Task objective
Print the lines below exactly as written, with none missing.

[Saved data entries]

== Segment start ==

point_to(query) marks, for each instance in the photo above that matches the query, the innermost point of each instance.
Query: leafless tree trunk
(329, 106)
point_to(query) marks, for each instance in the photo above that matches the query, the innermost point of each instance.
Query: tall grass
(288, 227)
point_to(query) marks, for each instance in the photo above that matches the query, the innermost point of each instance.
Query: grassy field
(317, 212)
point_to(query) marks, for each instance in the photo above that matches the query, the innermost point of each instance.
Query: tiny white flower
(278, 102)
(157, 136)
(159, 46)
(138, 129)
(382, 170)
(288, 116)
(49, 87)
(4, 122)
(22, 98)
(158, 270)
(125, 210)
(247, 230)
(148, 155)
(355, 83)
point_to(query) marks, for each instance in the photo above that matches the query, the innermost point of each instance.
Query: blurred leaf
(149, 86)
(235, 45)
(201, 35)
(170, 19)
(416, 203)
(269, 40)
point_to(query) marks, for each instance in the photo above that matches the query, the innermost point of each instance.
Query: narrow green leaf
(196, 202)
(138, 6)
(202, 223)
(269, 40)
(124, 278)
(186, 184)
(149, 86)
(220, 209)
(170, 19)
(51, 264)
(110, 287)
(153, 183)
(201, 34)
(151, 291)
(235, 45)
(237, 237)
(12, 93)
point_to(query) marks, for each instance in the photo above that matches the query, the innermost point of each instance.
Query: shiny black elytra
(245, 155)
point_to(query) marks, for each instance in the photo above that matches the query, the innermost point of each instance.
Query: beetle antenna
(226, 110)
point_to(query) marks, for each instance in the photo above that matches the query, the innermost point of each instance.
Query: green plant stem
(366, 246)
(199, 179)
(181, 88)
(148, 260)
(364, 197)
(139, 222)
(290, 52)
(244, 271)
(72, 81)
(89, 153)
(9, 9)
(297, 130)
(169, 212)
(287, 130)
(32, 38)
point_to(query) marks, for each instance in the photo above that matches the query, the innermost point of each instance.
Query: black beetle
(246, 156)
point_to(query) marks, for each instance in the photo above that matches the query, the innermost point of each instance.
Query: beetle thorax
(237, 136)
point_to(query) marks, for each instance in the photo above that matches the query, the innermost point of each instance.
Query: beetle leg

== Segment end ==

Your solution
point_to(query) marks, for each instance in the photo above that matches the query, the innermost point of each instance.
Query: leafless tree trunk
(329, 106)
point_to(query) marks, for each instance in the photo above that matches the query, the innermost point of each instance.
Query: tall grass
(288, 227)
point_to(query) marks, for each instance in the photo above that matches the query, the innermost point of each instance.
Query: grassy field
(317, 212)
point_to(query) marks, for each instance in the photo above that matches the query, the innermost point of each instance.
Query: tiny white flower
(278, 102)
(157, 136)
(159, 46)
(138, 129)
(382, 170)
(288, 116)
(49, 87)
(4, 122)
(22, 98)
(158, 270)
(125, 210)
(247, 230)
(148, 155)
(355, 83)
point_to(query) marks, for each instance in the photo above that matches the query, the innermost point of each instance.
Query: blurred leaf
(149, 86)
(235, 45)
(201, 35)
(170, 19)
(416, 203)
(269, 40)
point_to(query) marks, for each instance in the photo above that matches the query, the innermost point of each instance.
Query: narrow green leaf
(196, 202)
(138, 6)
(202, 223)
(269, 40)
(124, 278)
(186, 184)
(149, 86)
(220, 209)
(170, 19)
(51, 264)
(110, 287)
(153, 183)
(201, 34)
(151, 291)
(235, 45)
(237, 237)
(12, 93)
point_to(query) marks, for each instance in the photo above that matches the query, the innermost point of each instance.
Query: shiny black elytra
(245, 155)
point_to(query) marks, for each instance in the photo above that matches the query, the innermost point of each instance.
Query: beetle antenna
(226, 110)
point_to(query) marks, for each instance in the photo above that matches the query, the innermost point of each instance.
Query: green plant stem
(366, 246)
(199, 179)
(181, 88)
(148, 260)
(364, 197)
(139, 222)
(290, 52)
(244, 271)
(72, 81)
(89, 153)
(9, 9)
(297, 130)
(169, 212)
(287, 130)
(32, 38)
point_to(query) marks, for each instance in the photo above that matches the query, the innermost point of each instance.
Query: black beetle
(246, 156)
point_to(query) marks, for each instance in the photo above that matches the query, the innermost point of each instance.
Query: beetle thorax
(237, 136)
point_to(query) marks, for each instance in the photo above that matches the query, the innermost point of each instance.
Query: beetle leg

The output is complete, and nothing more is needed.